* _What you have to do_:
Could you reproduce every line from the one containing "Could you please locate the orange" through the last line, requests included, multiplying each bounding-box coordinate in the answers by 1.45 and rounding it to a whole number, with halves rounded up?

Dataset entries:
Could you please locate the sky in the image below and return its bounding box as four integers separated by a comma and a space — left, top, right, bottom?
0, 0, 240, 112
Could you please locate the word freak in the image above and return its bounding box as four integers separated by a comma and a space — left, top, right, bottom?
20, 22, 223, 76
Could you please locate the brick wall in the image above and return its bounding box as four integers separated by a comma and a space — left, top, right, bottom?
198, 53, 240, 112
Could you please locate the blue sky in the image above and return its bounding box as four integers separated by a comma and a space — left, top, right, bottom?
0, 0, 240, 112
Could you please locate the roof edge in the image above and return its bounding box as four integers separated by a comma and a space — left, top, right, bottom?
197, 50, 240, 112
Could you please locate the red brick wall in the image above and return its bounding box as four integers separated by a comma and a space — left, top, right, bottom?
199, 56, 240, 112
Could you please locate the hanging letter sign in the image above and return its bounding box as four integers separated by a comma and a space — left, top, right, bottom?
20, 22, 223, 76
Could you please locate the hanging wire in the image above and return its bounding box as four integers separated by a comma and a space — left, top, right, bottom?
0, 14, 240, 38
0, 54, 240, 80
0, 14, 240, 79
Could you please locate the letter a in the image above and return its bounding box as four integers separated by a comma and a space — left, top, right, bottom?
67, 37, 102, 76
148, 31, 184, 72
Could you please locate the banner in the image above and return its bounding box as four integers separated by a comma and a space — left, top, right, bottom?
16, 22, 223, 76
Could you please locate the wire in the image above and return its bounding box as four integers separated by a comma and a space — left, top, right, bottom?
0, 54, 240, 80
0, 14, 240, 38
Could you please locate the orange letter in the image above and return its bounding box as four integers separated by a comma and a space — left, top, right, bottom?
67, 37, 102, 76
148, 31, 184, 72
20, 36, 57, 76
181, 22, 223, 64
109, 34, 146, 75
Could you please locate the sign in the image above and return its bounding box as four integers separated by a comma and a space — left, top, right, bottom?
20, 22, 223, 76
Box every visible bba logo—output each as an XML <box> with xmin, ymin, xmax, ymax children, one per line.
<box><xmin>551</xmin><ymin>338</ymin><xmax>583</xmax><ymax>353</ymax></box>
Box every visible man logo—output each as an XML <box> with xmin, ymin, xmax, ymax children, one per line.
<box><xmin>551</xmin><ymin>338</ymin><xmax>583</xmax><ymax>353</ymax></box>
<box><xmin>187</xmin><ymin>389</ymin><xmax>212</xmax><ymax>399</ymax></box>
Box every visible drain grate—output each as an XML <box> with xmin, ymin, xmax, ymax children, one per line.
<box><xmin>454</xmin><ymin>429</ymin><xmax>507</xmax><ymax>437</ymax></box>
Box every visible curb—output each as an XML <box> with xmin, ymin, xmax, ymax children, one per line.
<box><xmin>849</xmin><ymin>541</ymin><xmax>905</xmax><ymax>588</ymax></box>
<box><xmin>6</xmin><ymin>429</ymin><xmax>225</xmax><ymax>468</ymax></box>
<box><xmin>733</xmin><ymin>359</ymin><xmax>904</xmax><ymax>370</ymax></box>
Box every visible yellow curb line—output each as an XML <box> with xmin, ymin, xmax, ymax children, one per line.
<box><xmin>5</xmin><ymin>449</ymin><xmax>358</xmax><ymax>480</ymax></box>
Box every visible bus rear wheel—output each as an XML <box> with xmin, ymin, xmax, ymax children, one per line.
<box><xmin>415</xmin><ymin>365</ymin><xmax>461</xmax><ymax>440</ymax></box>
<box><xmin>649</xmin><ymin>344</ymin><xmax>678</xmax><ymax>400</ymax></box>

* _Written solution_:
Could you please locate the orange letter in the image above and return its bounding box as four integers separated by a comma and a space — left, top, right, bottom?
97, 54, 148, 110
215, 45, 267, 104
29, 52, 83, 110
262, 32, 323, 93
158, 49, 212, 109
Could you please locate the sign in the image above and return its bounding box as four integers separated by a comma and a space — left, top, right, bottom?
29, 32, 323, 110
Box every visible bba logo—output each as an XML <box> with xmin, ymin, xmax, ymax children, one per line.
<box><xmin>799</xmin><ymin>490</ymin><xmax>845</xmax><ymax>512</ymax></box>
Box every visible man logo—output each as an XML <box> with xmin, ymin, xmax, ymax children, one per line.
<box><xmin>799</xmin><ymin>490</ymin><xmax>845</xmax><ymax>512</ymax></box>
<box><xmin>271</xmin><ymin>564</ymin><xmax>307</xmax><ymax>579</ymax></box>
Box every visible drain grate—output each as an XML <box> with xmin, ymin, xmax, ymax children, one per line.
<box><xmin>658</xmin><ymin>622</ymin><xmax>735</xmax><ymax>634</ymax></box>
Box every visible curb—output each as an XML <box> with xmin, ymin, xmax, ymax children, one per line.
<box><xmin>1231</xmin><ymin>784</ymin><xmax>1312</xmax><ymax>853</ymax></box>
<box><xmin>9</xmin><ymin>622</ymin><xmax>326</xmax><ymax>679</ymax></box>
<box><xmin>1063</xmin><ymin>521</ymin><xmax>1311</xmax><ymax>537</ymax></box>
Box every visible yellow curb line—output each as an XML <box> with xmin, ymin, xmax, ymax children, one per line.
<box><xmin>7</xmin><ymin>651</ymin><xmax>519</xmax><ymax>696</ymax></box>
Box every visible bus rear wheel—output each as an XML <box> with xmin, ymin, xmax, ymax children, one per line.
<box><xmin>602</xmin><ymin>529</ymin><xmax>668</xmax><ymax>638</ymax></box>
<box><xmin>941</xmin><ymin>499</ymin><xmax>983</xmax><ymax>580</ymax></box>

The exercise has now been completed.